=== Exercise instructions ===
Omit the pictures, but give back every entry below exactly as written.

START Exercise material

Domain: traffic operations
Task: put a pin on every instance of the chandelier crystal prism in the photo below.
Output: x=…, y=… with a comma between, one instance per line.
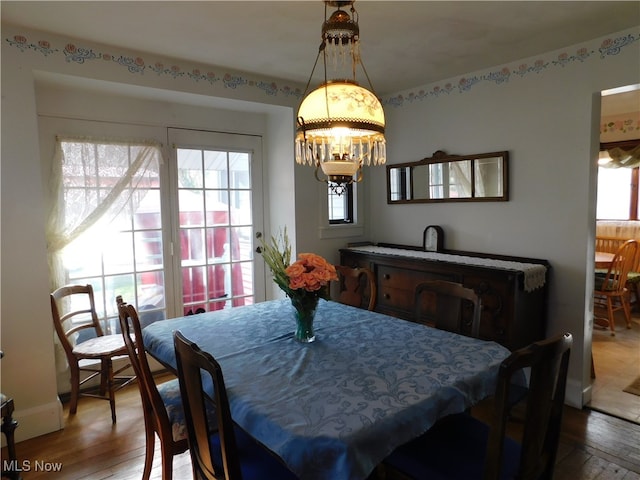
x=340, y=124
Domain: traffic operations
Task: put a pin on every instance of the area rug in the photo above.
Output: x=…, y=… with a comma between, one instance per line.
x=634, y=388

END Exercise material

=== Answer area ===
Domain: traffic operations
Task: put a pin on every instance of the chandelier crystal prism in the photo below.
Output: x=…, y=… with a comma between, one instance per line.
x=340, y=124
Domain: traffic operations
Task: put a pin on every instance of the area rug in the photo above.
Output: x=…, y=… with a comma between, one instance per line.
x=634, y=388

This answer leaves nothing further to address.